__Your task__:
Write out each entry below word for word, changing nothing.

── Listing ──

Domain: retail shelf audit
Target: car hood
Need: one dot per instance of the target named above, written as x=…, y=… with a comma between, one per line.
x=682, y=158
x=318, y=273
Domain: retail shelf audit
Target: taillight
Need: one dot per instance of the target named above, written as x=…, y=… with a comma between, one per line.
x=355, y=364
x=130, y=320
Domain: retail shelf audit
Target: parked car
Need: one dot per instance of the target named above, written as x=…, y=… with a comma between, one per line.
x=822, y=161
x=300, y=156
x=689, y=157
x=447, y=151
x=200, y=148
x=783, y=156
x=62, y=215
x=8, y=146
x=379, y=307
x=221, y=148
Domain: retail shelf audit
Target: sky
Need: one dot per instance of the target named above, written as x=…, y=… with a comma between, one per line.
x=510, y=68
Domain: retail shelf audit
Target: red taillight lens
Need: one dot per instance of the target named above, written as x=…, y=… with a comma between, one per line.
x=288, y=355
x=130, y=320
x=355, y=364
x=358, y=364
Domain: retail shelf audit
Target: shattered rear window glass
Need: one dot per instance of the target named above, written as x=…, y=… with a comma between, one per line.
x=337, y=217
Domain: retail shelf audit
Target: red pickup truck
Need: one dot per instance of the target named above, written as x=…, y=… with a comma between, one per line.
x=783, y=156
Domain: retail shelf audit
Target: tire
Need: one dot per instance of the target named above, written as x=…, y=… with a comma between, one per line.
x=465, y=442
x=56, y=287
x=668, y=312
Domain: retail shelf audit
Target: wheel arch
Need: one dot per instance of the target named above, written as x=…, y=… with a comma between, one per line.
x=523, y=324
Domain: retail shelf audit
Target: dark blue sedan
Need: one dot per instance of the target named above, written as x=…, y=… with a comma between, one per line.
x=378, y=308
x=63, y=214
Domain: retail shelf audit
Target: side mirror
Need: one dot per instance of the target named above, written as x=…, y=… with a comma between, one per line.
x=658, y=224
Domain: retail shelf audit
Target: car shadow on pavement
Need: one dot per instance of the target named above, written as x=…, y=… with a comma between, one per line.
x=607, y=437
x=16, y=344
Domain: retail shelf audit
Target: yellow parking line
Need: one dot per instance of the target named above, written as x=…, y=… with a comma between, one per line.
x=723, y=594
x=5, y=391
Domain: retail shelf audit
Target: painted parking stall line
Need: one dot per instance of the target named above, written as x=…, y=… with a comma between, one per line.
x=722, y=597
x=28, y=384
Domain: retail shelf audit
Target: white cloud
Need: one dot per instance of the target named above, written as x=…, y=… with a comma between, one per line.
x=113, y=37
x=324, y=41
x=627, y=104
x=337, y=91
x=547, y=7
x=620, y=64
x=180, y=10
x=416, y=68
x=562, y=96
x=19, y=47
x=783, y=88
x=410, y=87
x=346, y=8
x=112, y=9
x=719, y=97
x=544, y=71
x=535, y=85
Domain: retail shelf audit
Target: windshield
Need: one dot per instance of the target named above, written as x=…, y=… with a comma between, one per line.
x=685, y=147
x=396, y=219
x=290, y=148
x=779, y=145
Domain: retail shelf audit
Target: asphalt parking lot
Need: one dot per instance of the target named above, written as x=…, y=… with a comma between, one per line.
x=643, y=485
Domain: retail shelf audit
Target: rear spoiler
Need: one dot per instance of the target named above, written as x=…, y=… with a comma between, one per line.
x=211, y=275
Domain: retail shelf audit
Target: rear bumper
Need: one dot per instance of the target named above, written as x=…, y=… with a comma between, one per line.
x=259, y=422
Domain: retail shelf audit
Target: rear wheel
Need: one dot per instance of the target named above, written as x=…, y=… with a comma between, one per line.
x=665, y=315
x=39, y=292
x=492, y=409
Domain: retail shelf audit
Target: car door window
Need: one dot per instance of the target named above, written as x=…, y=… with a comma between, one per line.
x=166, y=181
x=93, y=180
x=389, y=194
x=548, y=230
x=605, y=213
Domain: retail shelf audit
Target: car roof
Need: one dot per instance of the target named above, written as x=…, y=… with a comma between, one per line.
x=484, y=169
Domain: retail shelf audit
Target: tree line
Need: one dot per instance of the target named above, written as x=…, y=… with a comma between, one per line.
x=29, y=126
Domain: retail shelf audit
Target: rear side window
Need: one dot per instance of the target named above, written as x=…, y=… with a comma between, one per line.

───

__In response__:
Domain: retail shelf audit
Target: car hood
Need: one dot per instance of the target named above, written as x=…, y=… with a comma between, one per line.
x=682, y=158
x=318, y=273
Domain: retail shelf audit
Target: taillight
Need: one dot per instance of the target named above, written as x=…, y=… with a comma between, one per line.
x=355, y=364
x=130, y=320
Domain: retail shelf audit
Target: parked car
Need: one dot per instance of the target named above, written as x=…, y=… with a comma between, one per line.
x=822, y=161
x=300, y=156
x=689, y=157
x=447, y=151
x=200, y=148
x=783, y=156
x=62, y=215
x=8, y=146
x=379, y=307
x=221, y=148
Domain: retail shelf audit
Target: sky
Need: one dot per instance of the target named above, written as x=…, y=… with a comma between, one per line.
x=510, y=68
Domain: retail shelf audit
Target: red taillight lens
Need: one dot per instance of the target named above, written as x=…, y=… with a comma between, one per line.
x=288, y=355
x=130, y=320
x=355, y=364
x=358, y=364
Domain: retail shelf audit
Target: shattered rear window glass
Need: one dot per instance of the target named above, written as x=…, y=… with a comma between, one per line.
x=337, y=217
Domain: retail shelf audit
Target: red pickup truck
Need: one dot per instance of the target named above, written as x=…, y=… with a comma between, one per line.
x=783, y=156
Domain: retail shelf audit
Target: tire
Need: one dot per instance of the target named above, written as x=…, y=… with a comma between, one per line.
x=465, y=442
x=56, y=287
x=668, y=312
Domain: retail shelf audit
Target: wheel arch
Need: one dot per instance of the target named above, written as x=…, y=… with a comma between, one per line.
x=523, y=324
Domain: retail shelf audit
Target: dark blue sedan
Need: one dot per instance of the target named above, written as x=…, y=… with a comma between, one per line.
x=378, y=308
x=63, y=214
Domain: retail shelf audit
Target: side mirror
Need: one dot per instance of the target named above, written as x=…, y=… with a comma between, one per line.
x=658, y=224
Domain: retail shelf audit
Target: car shadow on pavement
Need: one dot per instance of the target named above, written as x=…, y=… with a comma between, one per line.
x=607, y=437
x=16, y=344
Domain: retail shelf audit
Target: yellow parking line
Need: one dot per instance of the target named above, written as x=…, y=… with a comma between, one per line.
x=723, y=594
x=5, y=391
Domain: retail shelf audit
Target: painted parking stall line
Need: one dot per instance of the target named above, written as x=…, y=… with a comma between, one per line.
x=722, y=597
x=28, y=384
Domain: retail shelf audit
Target: white cloud
Need: one dot per instance of the target named above, written as x=…, y=… with a comma between, one per line.
x=113, y=37
x=324, y=41
x=627, y=104
x=337, y=91
x=547, y=7
x=620, y=64
x=180, y=10
x=416, y=68
x=562, y=96
x=19, y=47
x=783, y=88
x=410, y=87
x=346, y=8
x=112, y=9
x=719, y=97
x=544, y=71
x=535, y=85
Domain: retail shelf audit
Target: windshield
Need: one dot per instance of the target named above, written as x=…, y=… with a comma between, one per line.
x=685, y=147
x=396, y=219
x=290, y=148
x=779, y=145
Domain: retail shelf audit
Target: asphalt parking lot
Need: one dot per instance of the target named above, written as x=…, y=… with a comma between, one per line.
x=643, y=485
Domain: retail shelf audit
Target: rear spoiler
Need: one dot per instance of the target named above, written as x=…, y=… with a comma between, one per line.
x=211, y=275
Domain: retail shelf audit
Target: rear bumper
Need: one dot per instance of the target named above, written as x=…, y=… with a comma between, one per line.
x=259, y=422
Domain: retail shelf audit
Target: rear wheel
Need: one dot per instance of the target named above, written as x=…, y=… with a comma between, one per line.
x=665, y=315
x=39, y=292
x=492, y=409
Domain: retail shelf audit
Target: car door window
Need: one dot per instance of the target named above, written as x=…, y=… with a comma between, one per line.
x=166, y=181
x=93, y=180
x=389, y=194
x=548, y=230
x=605, y=213
Domain: retail shelf audit
Target: car roof
Need: one dot per instance of the target named above, written as x=…, y=… with a comma between, one per line.
x=484, y=169
Domain: retail shelf audit
Target: tree line
Need: one dot per instance of the target named above, written as x=…, y=… with a comma between, one per line.
x=29, y=126
Domain: retail shelf audit
Target: rear side window
Need: one dot per instance of the target named above, written as x=…, y=… with a comma between, one per line.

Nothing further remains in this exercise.